PROBLEMA POSTO |
Riproduca alla lettera le righe del materiale sottostante, dalla riga che contiene "Can you find the winding" alla riga che contiene "<point>259,10</point>", entrambe comprese.

CONTENUTO DEL MATERIALE |
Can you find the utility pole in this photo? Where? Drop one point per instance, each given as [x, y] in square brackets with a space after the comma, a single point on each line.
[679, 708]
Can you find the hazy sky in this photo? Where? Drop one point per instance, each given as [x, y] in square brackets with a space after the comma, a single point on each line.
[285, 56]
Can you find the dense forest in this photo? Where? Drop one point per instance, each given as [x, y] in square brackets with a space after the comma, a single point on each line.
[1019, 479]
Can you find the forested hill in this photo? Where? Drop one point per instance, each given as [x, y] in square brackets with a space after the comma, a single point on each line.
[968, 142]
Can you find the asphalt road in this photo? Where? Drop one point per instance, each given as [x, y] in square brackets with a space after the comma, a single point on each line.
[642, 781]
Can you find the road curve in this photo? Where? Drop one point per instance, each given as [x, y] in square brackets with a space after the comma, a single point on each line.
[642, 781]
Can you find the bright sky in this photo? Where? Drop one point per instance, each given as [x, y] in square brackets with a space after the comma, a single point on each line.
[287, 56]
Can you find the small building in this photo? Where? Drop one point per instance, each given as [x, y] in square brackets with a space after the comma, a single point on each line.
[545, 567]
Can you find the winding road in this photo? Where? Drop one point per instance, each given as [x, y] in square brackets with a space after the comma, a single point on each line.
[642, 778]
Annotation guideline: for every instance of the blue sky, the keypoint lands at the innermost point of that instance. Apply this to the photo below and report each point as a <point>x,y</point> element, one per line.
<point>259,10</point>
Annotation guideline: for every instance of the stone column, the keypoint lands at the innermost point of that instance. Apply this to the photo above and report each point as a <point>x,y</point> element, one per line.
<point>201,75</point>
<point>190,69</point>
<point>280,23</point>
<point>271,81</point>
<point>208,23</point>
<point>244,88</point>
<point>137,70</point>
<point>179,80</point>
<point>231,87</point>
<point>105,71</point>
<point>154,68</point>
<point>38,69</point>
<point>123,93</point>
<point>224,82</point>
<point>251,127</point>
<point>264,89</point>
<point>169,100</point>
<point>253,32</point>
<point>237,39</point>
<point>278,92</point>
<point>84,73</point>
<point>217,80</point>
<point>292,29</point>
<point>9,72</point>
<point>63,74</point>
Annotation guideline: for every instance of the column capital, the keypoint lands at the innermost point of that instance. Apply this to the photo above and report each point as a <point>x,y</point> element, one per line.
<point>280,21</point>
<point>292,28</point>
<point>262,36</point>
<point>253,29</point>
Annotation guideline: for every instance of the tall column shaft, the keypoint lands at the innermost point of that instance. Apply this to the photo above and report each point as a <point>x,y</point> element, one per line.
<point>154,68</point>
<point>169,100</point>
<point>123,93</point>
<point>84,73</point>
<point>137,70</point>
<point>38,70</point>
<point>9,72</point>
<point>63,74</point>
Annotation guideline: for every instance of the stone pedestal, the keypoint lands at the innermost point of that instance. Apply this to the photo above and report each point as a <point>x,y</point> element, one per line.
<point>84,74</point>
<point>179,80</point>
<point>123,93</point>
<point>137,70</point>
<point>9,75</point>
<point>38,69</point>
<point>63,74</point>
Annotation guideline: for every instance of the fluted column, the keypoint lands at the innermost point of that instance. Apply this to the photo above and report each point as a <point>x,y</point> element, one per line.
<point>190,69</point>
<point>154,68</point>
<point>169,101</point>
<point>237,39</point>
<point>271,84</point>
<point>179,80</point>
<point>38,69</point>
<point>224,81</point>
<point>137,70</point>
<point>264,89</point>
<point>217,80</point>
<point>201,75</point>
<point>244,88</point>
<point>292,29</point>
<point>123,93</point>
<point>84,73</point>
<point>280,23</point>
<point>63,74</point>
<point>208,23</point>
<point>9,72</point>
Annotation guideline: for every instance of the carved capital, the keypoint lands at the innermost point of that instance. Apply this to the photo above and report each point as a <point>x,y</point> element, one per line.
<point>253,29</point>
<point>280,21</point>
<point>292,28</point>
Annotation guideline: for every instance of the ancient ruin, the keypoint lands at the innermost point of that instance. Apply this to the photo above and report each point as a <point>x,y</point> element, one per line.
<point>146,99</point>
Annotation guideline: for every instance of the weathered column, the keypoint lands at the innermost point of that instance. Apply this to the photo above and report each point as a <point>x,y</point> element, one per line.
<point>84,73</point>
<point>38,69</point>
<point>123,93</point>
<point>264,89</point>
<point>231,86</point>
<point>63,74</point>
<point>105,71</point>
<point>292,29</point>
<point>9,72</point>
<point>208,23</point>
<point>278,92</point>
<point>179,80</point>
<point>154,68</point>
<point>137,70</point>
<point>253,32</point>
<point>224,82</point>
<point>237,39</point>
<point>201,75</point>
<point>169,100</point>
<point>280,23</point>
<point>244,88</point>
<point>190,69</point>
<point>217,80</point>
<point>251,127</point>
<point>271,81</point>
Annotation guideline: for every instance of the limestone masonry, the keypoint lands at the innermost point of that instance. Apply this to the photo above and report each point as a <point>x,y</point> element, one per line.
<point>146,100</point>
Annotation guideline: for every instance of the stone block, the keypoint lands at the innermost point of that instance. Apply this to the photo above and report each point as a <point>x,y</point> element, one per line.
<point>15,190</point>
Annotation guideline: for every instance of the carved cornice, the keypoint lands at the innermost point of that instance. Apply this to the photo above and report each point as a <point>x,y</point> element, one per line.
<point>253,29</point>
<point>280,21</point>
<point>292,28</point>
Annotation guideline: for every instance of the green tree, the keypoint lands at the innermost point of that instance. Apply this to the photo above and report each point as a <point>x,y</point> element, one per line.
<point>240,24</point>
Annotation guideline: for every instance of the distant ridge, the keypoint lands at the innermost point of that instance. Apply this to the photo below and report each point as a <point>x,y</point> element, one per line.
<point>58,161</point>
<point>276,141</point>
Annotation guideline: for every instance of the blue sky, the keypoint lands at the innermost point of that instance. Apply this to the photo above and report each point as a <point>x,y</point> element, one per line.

RISPOSTA CORRETTA |
Can you find the winding road in this photo? Where? Drop one point per instance, each given as [x, y] in square brackets with a space after the comma, a single point on each line.
[642, 778]
Annotation guideline: for every instance of the blue sky, the keypoint lands at the innermost point of that instance. Apply this to the photo below and report each point as a <point>x,y</point> element, one per line.
<point>259,10</point>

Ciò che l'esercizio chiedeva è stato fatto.